- _OBJETIVOS_
(a) No texto sobre os nipo-americanos nos Estados Unidos, em quais regiões se concentraram os imigrantes japoneses que chegaram ao país na virada do século XIX para o XX?
(b) Dê prosseguimento ao texto sobre os nipo-americanos nos Estados Unidos, começando logo após a última frase apresentada.

- _TEXTO FORNECIDO_

Os campos construídos para o aprisionamento dessas pessoas durante a Segunda Guerra Mundial eram chamados pelos americanos de internment camps, o que, em tradução livre, significa “campos de internamento”. No entanto, o termo em português mais recorrente para referir-se a esses locais é “campo de concentração”.
Tópicos deste artigo
- 1 - Antecedentes e o preconceito contra japoneses nos EUA
- 2 - Ataque a Pearl Harbor e o internamento dos nipo-americanos
- 3 - Campos de internação de nipo-americanos
- 4 - Reconstrução
Antecedentes e o preconceito contra japoneses nos EUA
A história dos Estados Unidos da virada do século XIX para o século XX foi marcada pela chegada de grande volume de imigrantes, que buscavam no país melhores condições de vida. Um dos principais grupos de imigrantes que os Estados Unidos receberam nesse período foi o de japoneses. Esses imigrantes desejavam estabelecer-se, prosperar e, assim que possível, retornar ao Japão.
Os japoneses que imigraram aos Estados Unidos nessa época concentraram-se no Havaí e na Costa Oeste e trabalhavam, principalmente, em fazendas locais e na construção de ferrovias. À medida que os anos passavam, mais imigrantes chegavam ao país. Em 1900, havia mais de 10 mil japoneses nos Estados Unidos|1| e, em 1910, esse número já era superior a 70 mil|2|.
O alto crescimento da população japonesa na Costa Oeste dos Estados Unidos levou ao surgimento de um forte preconceito racial voltado contra essa minoria. Assim, a partir da primeira década do século XX, algumas medidas contra a população de origem japonesa, principalmente concentrada no Estado da Califórnia, foram tomadas.
Ao longo das décadas de 1910 e 1920, desenvolveu-se um estereótipo de que o cidadão nipo-americano, ou seja, de origem japonesa, não era americano (ou era menos americano), pois acreditava-se que ele não tinha a intenção de ser assimilado culturalmente. O resultado disso foi o surgimento de uma lei que proibia a entrada de novos imigrantes orientais nos Estados Unidos, além de leis que proibiam os descendentes de japoneses de possuir terras e obter a nacionalidade americana.
À medida que a tensão entre Estados Unidos e Japão aumentou, passou-se a defender cada vez mais ações discriminatórias contra a população de ascendência japonesa, inclusive por parte de pessoas influentes da sociedade americana, como o governador da Califórnia, Hiram Johnson, que defendia abertamente um discurso racista contra os nipo-americanos.

- _INFORMAÇÕES FORNECIDAS_
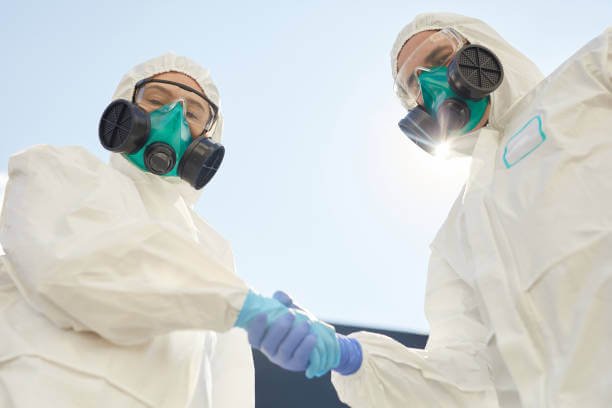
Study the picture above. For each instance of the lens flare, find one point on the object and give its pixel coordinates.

- _RESPOSTAS DOS EXERCÍCIOS_
(a) No Havaí e na Costa Oeste.

(b)
Ataque a Pearl Harbor e o internamento dos nipo-americanos
Em 7 de dezembro de 1941, o Japão executou o ataque à base naval de Pearl Harbor, que se localizava no Havaí. Como essa era uma das maiores bases navais americanas, esse ataque foi responsável pela morte de mais de 2.400 soldados americanos. Apesar da evidência de que um ataque japonês aconteceria a qualquer momento, a base de Pearl Harbor estava totalmente despreparada e foi surpreendida pelos japoneses.
O ataque contra Pearl Harbor levou os Estados Unidos a declararem guerra contra o Japão no dia seguinte. Esse ataque chocou a opinião pública dos Estados Unidos e causou o crescimento da discriminação contra a população de origem japonesa no país. Novos estereótipos surgiram, e o preconceito era disseminado na sociedade tanto em meios políticos quanto na mídia.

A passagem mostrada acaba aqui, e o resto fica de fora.